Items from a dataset
———

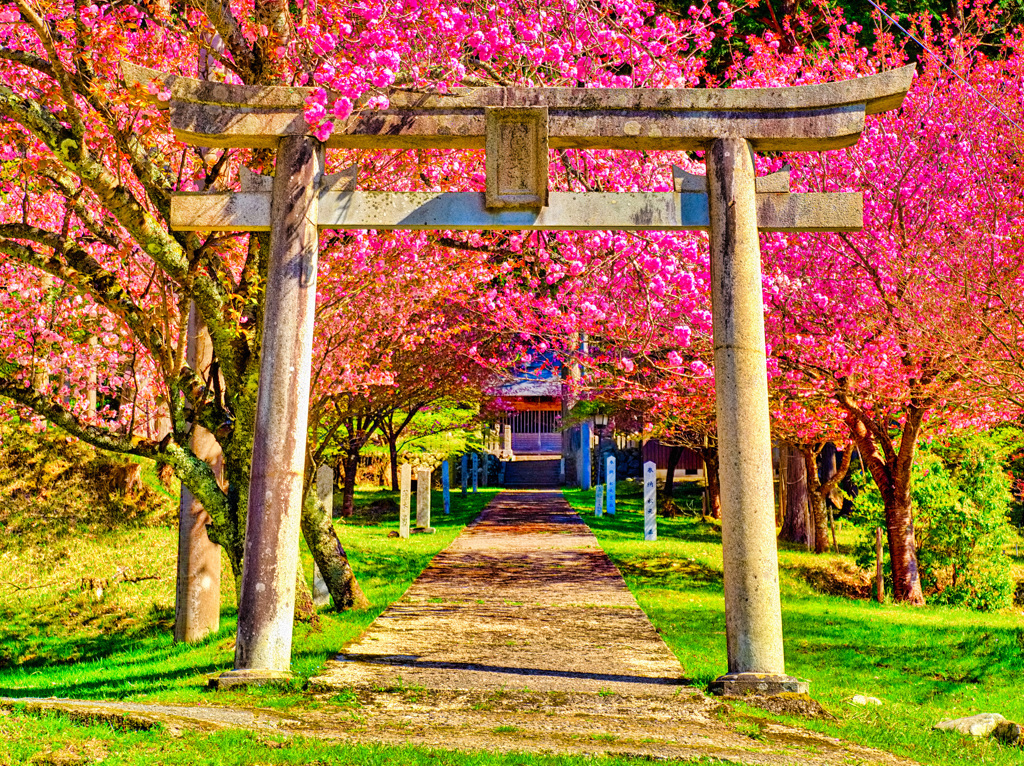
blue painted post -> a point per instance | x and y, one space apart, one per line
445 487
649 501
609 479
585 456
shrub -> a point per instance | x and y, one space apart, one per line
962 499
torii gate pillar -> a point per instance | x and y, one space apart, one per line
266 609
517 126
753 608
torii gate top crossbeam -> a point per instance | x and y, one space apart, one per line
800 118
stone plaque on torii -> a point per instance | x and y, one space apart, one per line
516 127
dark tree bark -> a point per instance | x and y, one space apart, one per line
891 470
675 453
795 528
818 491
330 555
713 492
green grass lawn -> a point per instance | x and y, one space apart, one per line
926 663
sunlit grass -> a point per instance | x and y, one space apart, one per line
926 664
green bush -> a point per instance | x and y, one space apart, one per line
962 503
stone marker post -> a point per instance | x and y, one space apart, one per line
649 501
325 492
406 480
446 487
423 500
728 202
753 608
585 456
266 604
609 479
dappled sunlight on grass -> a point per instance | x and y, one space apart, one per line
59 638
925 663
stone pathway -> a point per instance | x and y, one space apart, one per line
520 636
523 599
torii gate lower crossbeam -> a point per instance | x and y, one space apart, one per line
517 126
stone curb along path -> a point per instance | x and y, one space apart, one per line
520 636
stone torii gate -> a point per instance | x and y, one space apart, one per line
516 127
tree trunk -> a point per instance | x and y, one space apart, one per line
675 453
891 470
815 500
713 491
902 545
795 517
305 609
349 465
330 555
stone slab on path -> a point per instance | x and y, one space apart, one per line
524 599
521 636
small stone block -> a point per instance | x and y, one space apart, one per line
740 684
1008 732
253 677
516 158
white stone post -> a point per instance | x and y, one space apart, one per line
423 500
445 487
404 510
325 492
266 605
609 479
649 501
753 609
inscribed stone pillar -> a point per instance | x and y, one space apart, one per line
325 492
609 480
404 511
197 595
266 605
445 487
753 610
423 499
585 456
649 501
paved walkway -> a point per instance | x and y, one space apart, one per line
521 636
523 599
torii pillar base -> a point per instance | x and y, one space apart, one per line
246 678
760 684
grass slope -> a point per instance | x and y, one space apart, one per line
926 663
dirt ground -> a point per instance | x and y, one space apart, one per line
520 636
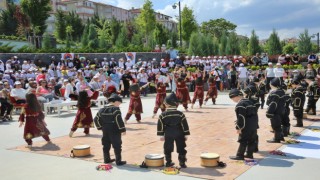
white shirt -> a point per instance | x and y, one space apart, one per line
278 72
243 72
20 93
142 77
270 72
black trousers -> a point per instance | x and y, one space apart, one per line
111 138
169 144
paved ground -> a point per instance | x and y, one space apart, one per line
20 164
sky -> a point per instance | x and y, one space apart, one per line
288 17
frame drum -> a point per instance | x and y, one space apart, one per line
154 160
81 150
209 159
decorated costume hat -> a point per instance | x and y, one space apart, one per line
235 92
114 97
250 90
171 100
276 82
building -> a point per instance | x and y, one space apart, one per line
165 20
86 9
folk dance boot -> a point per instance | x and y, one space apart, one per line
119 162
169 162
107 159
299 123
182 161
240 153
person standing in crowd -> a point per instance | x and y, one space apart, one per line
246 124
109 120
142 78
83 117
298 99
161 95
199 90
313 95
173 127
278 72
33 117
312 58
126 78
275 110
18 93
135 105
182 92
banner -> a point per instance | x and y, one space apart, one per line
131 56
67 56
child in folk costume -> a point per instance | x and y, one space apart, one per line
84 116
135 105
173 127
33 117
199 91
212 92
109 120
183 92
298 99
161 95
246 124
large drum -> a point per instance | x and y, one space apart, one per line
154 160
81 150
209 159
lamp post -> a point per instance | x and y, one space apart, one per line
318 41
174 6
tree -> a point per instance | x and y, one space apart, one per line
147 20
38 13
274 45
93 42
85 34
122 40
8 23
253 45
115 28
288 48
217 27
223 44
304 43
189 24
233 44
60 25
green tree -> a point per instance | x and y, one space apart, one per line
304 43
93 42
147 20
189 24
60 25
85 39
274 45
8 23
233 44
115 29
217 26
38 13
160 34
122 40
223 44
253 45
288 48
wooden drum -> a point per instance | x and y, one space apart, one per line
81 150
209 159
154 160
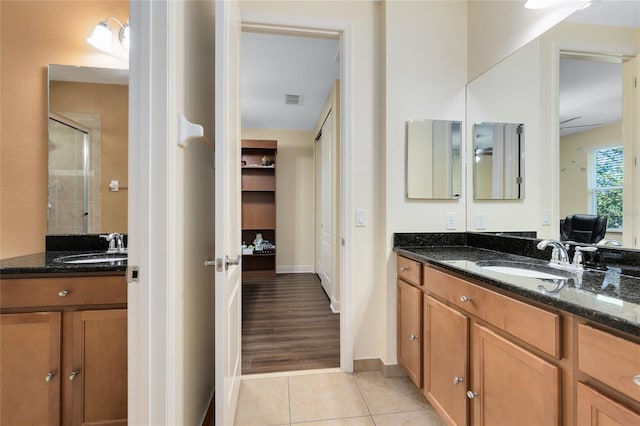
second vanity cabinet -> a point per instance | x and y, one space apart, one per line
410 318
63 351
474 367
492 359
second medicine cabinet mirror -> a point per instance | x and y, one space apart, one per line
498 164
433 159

———

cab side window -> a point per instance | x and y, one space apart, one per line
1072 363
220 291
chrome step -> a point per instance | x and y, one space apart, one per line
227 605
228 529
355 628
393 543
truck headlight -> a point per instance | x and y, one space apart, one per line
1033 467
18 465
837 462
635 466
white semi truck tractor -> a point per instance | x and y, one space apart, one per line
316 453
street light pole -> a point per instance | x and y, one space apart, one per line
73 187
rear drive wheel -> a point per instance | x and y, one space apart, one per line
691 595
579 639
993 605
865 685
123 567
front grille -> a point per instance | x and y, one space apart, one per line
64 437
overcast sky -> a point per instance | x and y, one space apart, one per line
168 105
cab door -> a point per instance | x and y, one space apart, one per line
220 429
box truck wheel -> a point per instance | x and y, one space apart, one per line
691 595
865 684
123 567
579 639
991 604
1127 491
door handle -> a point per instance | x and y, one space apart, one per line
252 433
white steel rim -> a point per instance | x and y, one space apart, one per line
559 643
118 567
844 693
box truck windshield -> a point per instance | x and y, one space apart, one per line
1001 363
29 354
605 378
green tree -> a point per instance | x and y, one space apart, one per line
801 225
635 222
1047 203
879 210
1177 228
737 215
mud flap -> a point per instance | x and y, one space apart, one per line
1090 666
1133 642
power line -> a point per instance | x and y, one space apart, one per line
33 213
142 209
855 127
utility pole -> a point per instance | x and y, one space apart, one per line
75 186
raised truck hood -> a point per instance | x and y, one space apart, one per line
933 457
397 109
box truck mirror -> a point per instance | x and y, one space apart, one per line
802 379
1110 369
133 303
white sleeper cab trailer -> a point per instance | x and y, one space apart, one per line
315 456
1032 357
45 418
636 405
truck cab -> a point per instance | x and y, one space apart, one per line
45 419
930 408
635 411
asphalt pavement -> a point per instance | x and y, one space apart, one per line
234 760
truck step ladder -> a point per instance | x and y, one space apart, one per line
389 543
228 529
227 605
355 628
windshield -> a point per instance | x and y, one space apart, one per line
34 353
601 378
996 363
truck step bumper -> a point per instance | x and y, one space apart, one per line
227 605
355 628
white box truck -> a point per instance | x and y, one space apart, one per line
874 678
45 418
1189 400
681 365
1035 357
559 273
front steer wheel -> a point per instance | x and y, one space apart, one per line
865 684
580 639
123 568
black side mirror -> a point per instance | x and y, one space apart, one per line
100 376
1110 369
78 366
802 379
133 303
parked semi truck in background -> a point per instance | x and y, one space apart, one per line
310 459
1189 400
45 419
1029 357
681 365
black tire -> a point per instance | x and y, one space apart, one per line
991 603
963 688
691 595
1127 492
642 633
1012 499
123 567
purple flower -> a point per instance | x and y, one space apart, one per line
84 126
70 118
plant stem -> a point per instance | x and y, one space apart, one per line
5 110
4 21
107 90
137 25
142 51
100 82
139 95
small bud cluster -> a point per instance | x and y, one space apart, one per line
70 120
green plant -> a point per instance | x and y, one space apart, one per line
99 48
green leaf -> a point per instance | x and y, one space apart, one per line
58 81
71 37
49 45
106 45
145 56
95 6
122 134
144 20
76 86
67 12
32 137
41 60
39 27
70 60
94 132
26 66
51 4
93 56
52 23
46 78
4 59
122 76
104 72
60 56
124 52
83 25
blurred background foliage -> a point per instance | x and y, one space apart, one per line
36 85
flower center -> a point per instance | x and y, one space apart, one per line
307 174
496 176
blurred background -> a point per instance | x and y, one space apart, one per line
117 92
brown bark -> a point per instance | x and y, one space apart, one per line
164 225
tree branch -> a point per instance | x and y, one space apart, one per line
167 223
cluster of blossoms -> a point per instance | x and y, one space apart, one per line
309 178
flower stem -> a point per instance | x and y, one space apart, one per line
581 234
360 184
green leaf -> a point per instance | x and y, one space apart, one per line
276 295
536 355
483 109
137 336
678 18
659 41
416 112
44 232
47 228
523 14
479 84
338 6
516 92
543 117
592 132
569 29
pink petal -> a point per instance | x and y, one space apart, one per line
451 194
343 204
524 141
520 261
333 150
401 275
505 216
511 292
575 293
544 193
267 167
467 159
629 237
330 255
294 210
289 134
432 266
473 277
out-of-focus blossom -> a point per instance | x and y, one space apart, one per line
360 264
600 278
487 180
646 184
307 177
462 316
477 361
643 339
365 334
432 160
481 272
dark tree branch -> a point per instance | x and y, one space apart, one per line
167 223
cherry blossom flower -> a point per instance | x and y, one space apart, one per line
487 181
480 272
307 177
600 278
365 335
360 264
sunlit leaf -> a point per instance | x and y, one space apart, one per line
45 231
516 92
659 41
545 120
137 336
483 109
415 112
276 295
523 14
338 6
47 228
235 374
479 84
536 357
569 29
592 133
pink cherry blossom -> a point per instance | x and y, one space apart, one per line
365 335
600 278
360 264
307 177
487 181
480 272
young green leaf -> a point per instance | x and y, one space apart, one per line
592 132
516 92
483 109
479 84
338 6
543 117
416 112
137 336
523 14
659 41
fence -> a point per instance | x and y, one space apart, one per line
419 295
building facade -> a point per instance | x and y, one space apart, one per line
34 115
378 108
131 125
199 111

———

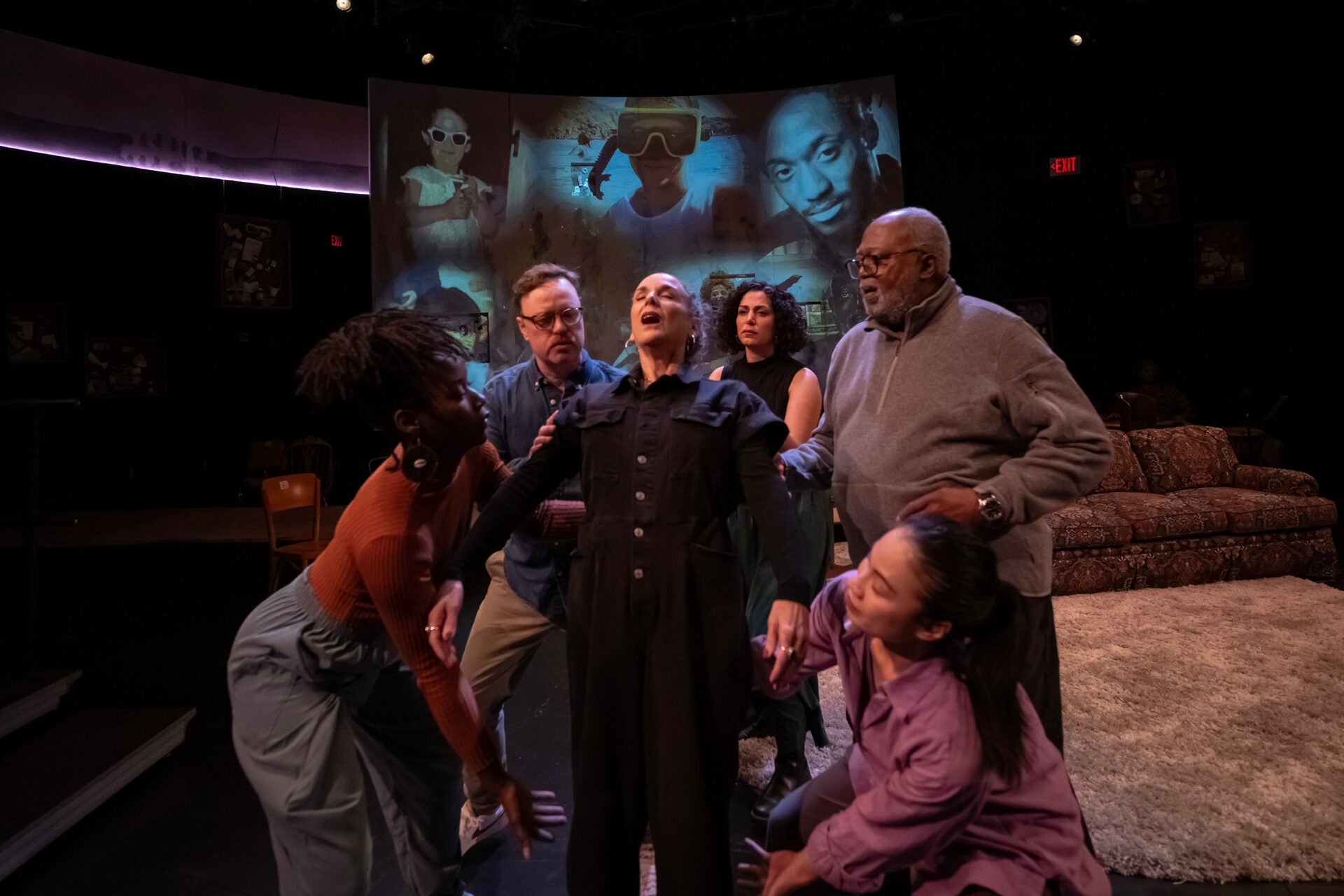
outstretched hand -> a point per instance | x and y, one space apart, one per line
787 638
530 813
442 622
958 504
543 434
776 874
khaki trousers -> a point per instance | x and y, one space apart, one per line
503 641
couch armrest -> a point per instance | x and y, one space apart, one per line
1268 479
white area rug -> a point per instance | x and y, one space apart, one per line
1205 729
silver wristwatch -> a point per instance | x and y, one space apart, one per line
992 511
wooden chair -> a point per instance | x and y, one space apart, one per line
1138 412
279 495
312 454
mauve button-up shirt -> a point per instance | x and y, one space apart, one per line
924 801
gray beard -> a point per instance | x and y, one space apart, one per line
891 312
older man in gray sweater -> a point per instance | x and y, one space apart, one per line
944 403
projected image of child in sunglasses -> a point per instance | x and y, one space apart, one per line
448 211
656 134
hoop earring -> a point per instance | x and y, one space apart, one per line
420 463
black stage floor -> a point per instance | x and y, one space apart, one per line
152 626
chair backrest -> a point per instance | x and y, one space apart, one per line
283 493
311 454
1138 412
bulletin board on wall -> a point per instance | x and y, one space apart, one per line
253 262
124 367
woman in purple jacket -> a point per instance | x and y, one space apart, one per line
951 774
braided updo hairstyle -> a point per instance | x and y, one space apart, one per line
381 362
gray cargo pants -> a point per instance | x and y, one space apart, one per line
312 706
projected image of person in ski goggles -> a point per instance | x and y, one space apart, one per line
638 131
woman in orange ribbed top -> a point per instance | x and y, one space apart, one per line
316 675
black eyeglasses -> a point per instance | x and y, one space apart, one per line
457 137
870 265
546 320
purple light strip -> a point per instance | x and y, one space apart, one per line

———

• _DIRECTIONS_: State how many lines in the data above contain the string "child". Give only the number.

• _IN RESPONSE_: 2